Unizor - Physics4Teens - Mechanics - Dynamics - Free Falling

Notes to a video lecture on http://www.unizor.com



Free Falling



Free falling is a movement of an object on a surface of a planet
relative to this surface, when the only force acting on this object is
the gravitational force of a planet.



Our task is to describe this movement in mechanical terms of force, mass and acceleration.

In this task we will assume that

(a) an object in question is a point-object of mass m,

(b) a planet has a spherical form and its mass M is uniformly distributed within its volume,

(c) a planet has a radius R,

(d) [an important assumption that can be justified by complex
calculations] we can model the combined forces of gravitation between
all microscopic particles inside a planet and our object in question as a
gravitational force of a point-object of mass M positioned at the center of a planet.



In this case the one and only force of attraction acting on an object
and directed towards the center of a planet can be expressed using the
Law of Gravitation as follows:

F = G·M·m /R²

where G is a gravitational constant,

G = 6.674·10⁻¹¹ N·m²/kg²



Knowing the force of gravity F and mass of an object m, we can determine the acceleration using the Newton's Second Law:

a = F/m = G·M /R²



Notice that this acceleration does not depend on m - mass of an object, which means that all objects fall on the surface of a planet with the same acceleration.

An interesting aspect of this formula is that we can imagine how to
measure an acceleration (easy) and radius of a planet (more difficult,
but possible), while we have no idea how to measure the mass of a
planet.

So, this formula is used exactly for this purpose - to determine the mass of a planet, resolving the formula above for M:

M = a·R² /G



Experiments show that on the surface of our planet Earth the acceleration caused by gravitational force is approximately 9.8 m/sec².

The radius of Earth is approximately 6.4·10⁶ m.



From this we can calculate the mass of Earth (in kilograms - units of mass in SI):

M≅9.8· 6.4²·10¹²/(6.674·10⁻¹¹)

The result of this calculation is

M ≅ 6·10²⁴ kg



Let's solve a different problem now. We'd like to launch a satellite
around the Earth that circulates around the planet at height H. What linear speed should a satellite have to stay on a circular orbit?

################

Job A: Reproduce the passage of the free falling notes that begins at the words "Unizor - Physics4Teens" and ends after "force of a planet.".

[Spatial annotation records]
################

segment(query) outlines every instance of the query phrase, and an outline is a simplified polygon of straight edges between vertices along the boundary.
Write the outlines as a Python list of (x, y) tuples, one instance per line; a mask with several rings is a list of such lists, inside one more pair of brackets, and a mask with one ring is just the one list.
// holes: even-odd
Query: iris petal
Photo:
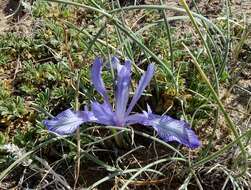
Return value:
[(135, 104), (137, 103), (137, 101), (139, 100), (141, 94), (143, 93), (143, 91), (145, 90), (146, 86), (148, 85), (148, 83), (150, 82), (150, 80), (152, 79), (154, 74), (154, 65), (153, 64), (149, 64), (147, 67), (147, 71), (143, 74), (143, 76), (141, 77), (140, 81), (139, 81), (139, 85), (135, 91), (135, 94), (132, 98), (132, 101), (130, 102), (130, 105), (126, 111), (126, 114), (129, 115), (130, 112), (132, 111), (133, 107), (135, 106)]
[(145, 124), (152, 126), (164, 141), (177, 141), (189, 148), (197, 148), (200, 141), (189, 124), (170, 116), (150, 114)]
[(91, 104), (92, 112), (97, 118), (96, 123), (103, 125), (115, 125), (114, 123), (114, 113), (112, 112), (109, 105), (106, 103), (100, 104), (98, 102), (92, 102)]
[(44, 120), (43, 124), (49, 131), (55, 132), (59, 135), (72, 134), (83, 123), (88, 121), (95, 121), (92, 112), (89, 111), (72, 111), (67, 109), (56, 117), (50, 120)]
[(104, 100), (107, 104), (109, 103), (109, 98), (105, 89), (105, 84), (103, 82), (101, 73), (102, 73), (102, 59), (96, 58), (91, 71), (91, 80), (95, 89), (104, 97)]
[(116, 85), (116, 124), (124, 125), (126, 106), (129, 98), (129, 86), (131, 81), (131, 63), (126, 62), (124, 66), (117, 72)]
[(170, 116), (153, 114), (148, 106), (148, 112), (137, 113), (127, 117), (128, 125), (142, 124), (152, 126), (157, 134), (166, 142), (177, 141), (189, 148), (198, 148), (200, 141), (189, 124), (182, 120), (173, 119)]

################

Job B: Give the records from their first line through the line containing "Write the outlines" again, with "polygon" changed to "shape" and everything else kept the same.

Full response A:
Unizor - Physics4Teens - Mechanics - Dynamics - Free Falling

Notes to a video lecture on http://www.unizor.com



Free Falling



Free falling is a movement of an object on a surface of a planet
relative to this surface, when the only force acting on this object is
the gravitational force of a planet.

Full response B:
segment(query) outlines every instance of the query phrase, and an outline is a simplified shape of straight edges between vertices along the boundary.
Write the outlines as a Python list of (x, y) tuples, one instance per line; a mask with several rings is a list of such lists, inside one more pair of brackets, and a mask with one ring is just the one list.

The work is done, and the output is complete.